• PASAJE CITADO:
-----

Admiro a Alberto Rodríguez por El hombre de las mil caras o La isla mínima, pero forma parte de un gremio que, al igual que el del documentalismo periodístico, mira con frecuencia hacia el pasado, pero no parece no observar el filón que hay en estos tiempos, en los que el riesgo de degradación también es evidente y en los que hay algún que otro momento que podría servir como referencia para desarrollar, con valentía, una historia sobre nuestros males contemporáneos. La anatomía del instante del sanchismo sería mucho más memorable y zafia.

Este director se emplea con mucho estilo. Es especialista en ese zoom que utiliza Tarantino en Malditos Bastardos, en el que la cámara se desplaza a toda velocidad de un lado al otro, mientras una voz en off describe la escena. Se me ocurre que un instante perfecto para iniciar la acción sería aquel de enero de 2019 en el que la trama Cerdán se fotografió frente a la mezquita Hassan II, en Casablanca. Podría la cámara, en travelling, detenerse frente a la cara de cada uno de ellos para explicar quién es --Santos C., Ábalos, el embajador, Koldo-- hasta alcanzar el último lugar, el más a la derecha, donde se ubicaba Jésica.

-----

Entradas de datos almacenadas:
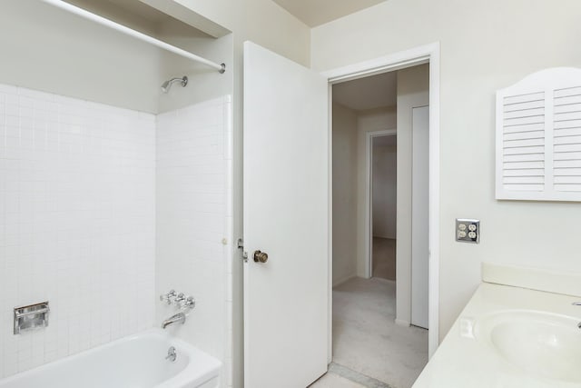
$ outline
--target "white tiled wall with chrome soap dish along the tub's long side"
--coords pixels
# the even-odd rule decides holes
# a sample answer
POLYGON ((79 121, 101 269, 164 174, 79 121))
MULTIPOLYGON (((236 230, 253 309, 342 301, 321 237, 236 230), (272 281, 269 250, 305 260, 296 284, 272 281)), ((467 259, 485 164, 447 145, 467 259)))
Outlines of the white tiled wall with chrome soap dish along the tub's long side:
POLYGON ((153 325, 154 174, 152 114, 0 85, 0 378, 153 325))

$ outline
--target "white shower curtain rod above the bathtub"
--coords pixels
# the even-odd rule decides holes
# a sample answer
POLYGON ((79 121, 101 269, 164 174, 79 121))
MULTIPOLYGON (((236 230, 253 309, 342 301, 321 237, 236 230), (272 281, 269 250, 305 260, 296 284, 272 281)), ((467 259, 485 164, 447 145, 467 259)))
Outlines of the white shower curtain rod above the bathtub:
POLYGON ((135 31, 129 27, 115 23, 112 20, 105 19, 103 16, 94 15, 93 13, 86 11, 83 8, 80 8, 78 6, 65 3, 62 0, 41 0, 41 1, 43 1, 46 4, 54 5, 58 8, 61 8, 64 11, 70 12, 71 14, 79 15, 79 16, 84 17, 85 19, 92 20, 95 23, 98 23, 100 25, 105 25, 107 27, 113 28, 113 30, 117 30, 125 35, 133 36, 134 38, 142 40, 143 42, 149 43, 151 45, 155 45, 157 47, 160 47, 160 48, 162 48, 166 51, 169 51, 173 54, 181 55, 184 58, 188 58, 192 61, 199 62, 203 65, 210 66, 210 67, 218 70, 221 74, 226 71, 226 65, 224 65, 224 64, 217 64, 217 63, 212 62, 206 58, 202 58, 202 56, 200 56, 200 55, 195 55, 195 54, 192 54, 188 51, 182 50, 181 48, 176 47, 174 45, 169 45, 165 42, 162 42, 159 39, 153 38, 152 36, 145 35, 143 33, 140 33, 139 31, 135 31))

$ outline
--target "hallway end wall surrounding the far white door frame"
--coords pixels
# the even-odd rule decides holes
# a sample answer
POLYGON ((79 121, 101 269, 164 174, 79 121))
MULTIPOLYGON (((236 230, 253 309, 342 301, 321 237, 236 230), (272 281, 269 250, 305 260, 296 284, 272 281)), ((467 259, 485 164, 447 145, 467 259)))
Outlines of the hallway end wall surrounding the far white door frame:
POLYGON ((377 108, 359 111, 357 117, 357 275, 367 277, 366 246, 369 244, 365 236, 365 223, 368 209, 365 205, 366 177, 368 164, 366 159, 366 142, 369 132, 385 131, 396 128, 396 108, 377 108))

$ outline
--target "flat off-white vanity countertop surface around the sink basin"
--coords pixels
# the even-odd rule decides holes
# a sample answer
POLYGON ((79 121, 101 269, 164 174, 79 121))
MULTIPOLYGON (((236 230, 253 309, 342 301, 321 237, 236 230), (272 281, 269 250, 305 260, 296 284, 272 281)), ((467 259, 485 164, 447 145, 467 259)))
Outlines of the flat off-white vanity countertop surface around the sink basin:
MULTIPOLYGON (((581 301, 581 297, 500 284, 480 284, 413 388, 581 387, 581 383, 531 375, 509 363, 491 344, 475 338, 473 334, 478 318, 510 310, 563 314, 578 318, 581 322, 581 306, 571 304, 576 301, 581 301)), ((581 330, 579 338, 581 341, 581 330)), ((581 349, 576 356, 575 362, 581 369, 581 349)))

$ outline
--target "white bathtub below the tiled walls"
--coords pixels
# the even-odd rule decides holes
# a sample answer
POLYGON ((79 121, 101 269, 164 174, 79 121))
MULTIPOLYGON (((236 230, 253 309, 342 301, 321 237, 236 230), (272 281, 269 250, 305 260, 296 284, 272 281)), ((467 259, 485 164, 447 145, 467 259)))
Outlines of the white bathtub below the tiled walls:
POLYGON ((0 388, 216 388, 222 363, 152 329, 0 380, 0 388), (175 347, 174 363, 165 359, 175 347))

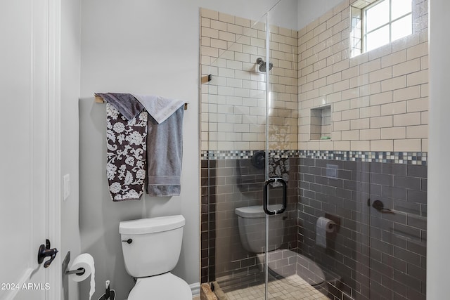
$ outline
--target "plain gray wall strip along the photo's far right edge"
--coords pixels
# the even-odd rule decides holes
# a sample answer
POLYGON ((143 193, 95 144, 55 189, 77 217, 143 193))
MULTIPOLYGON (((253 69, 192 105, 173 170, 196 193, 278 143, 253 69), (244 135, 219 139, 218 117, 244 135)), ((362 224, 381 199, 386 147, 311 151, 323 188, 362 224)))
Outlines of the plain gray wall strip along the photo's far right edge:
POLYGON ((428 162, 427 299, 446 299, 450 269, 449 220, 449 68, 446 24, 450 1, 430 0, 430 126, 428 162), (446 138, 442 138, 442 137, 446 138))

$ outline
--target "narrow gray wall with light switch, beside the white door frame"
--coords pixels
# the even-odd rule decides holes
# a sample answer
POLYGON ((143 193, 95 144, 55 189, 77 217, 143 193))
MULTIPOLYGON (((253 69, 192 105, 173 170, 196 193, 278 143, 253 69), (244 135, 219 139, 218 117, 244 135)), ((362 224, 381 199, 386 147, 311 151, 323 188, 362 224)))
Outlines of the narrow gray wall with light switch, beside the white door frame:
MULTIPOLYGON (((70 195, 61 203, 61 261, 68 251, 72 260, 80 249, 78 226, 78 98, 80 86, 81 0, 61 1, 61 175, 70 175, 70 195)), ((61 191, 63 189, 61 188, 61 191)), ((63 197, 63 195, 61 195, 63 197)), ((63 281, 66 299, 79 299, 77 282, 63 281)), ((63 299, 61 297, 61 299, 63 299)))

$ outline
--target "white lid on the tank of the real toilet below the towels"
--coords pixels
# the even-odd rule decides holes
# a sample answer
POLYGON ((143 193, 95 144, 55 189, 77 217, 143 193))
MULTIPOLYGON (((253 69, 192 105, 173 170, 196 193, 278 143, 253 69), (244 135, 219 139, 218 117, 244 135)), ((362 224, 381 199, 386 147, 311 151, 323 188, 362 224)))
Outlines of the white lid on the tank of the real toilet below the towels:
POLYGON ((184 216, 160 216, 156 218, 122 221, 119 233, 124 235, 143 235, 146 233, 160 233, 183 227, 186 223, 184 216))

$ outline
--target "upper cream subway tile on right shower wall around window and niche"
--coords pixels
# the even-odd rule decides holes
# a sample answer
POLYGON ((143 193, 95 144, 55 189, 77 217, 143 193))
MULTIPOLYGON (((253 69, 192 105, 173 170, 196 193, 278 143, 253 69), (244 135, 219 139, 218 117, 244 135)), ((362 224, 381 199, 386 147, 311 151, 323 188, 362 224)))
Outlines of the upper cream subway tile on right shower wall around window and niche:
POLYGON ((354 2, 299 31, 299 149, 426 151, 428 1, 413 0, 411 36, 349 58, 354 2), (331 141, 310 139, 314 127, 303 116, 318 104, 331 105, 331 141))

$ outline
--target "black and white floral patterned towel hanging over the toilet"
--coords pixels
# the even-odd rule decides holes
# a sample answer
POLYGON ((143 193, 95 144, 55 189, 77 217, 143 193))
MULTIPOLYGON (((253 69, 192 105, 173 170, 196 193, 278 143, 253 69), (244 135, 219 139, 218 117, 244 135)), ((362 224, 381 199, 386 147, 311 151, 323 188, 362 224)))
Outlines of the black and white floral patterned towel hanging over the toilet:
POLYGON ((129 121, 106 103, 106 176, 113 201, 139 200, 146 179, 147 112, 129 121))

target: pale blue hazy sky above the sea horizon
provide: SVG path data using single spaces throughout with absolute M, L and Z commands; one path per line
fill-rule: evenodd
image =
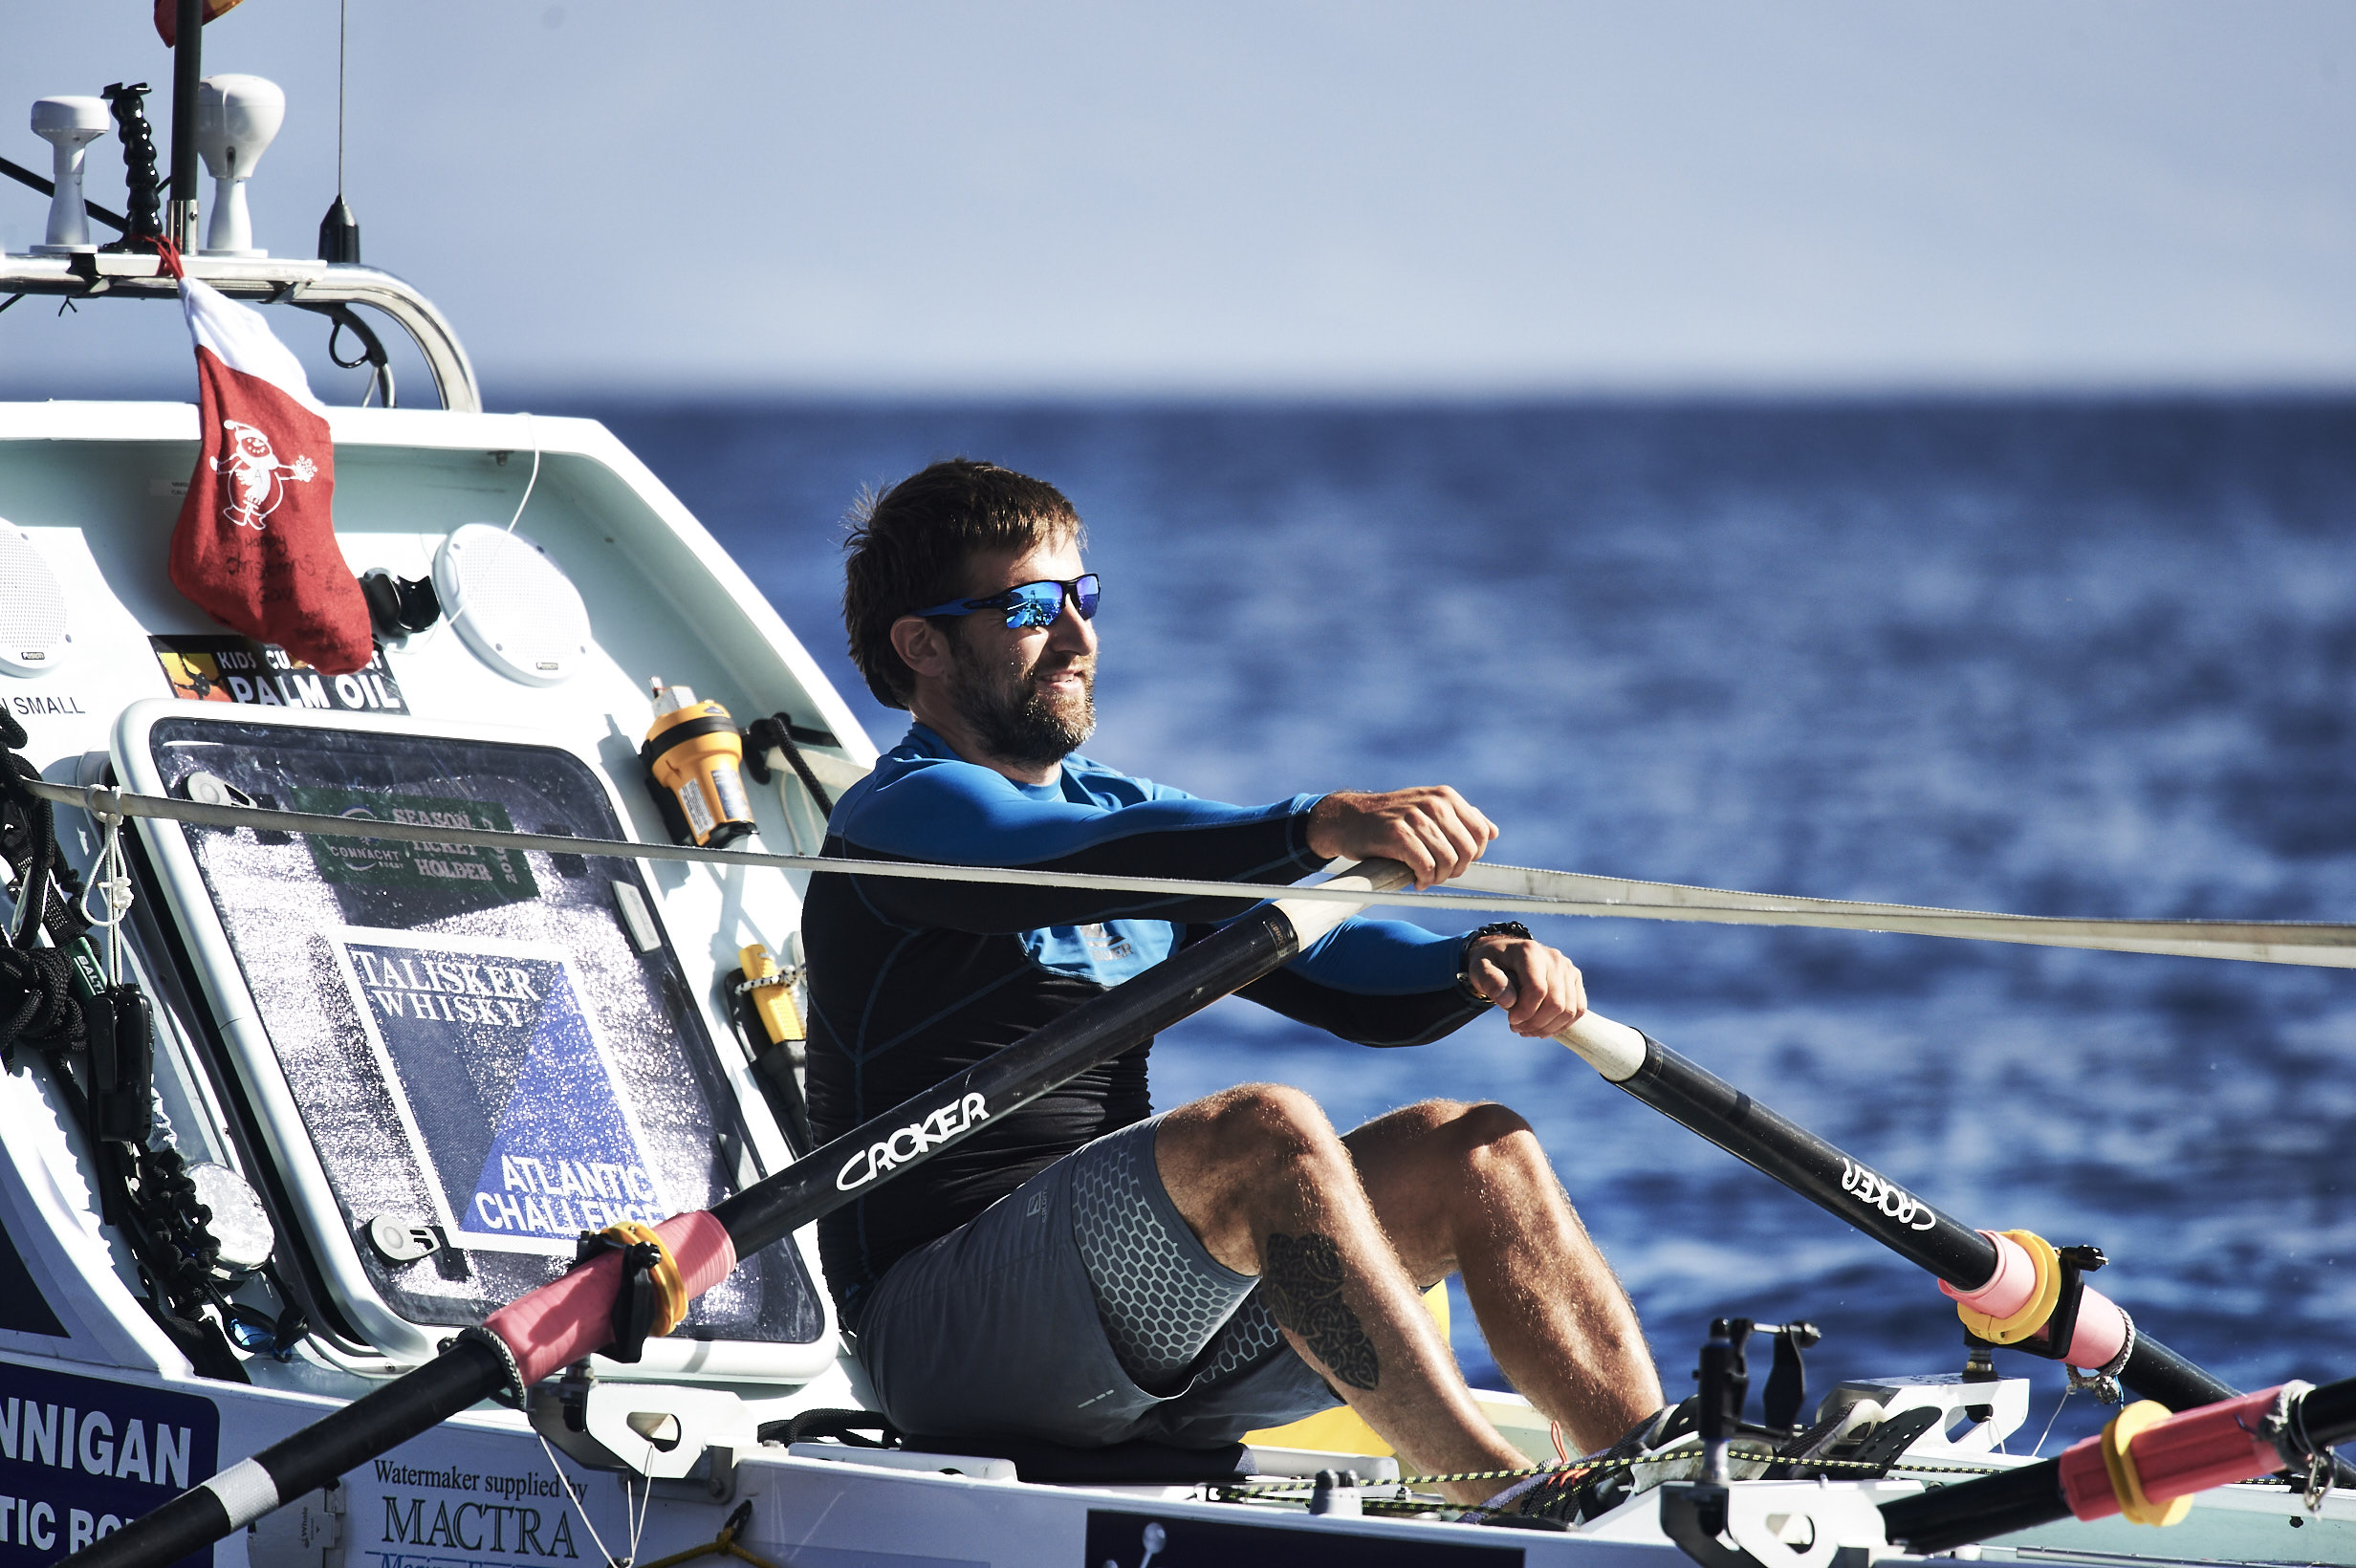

-----

• PRUÉBELO: Indique si cada una de las siguientes afirmaciones concuerda con el pasaje citado y respalde cada respuesta con las palabras exactas del texto. 1. El autor admira a Alberto Rodríguez por La isla mínima. 2. La fotografía frente a la mezquita Hassan II se tomó en Rabat. 3. El zoom que se menciona es el que emplea Tarantino en Pulp Fiction.

• SOLUCIÓN:
1. Sí: «Admiro a Alberto Rodríguez por El hombre de las mil caras o La isla mínima».
2. No: «frente a la mezquita Hassan II, en Casablanca».
3. No: «ese zoom que utiliza Tarantino en Malditos Bastardos».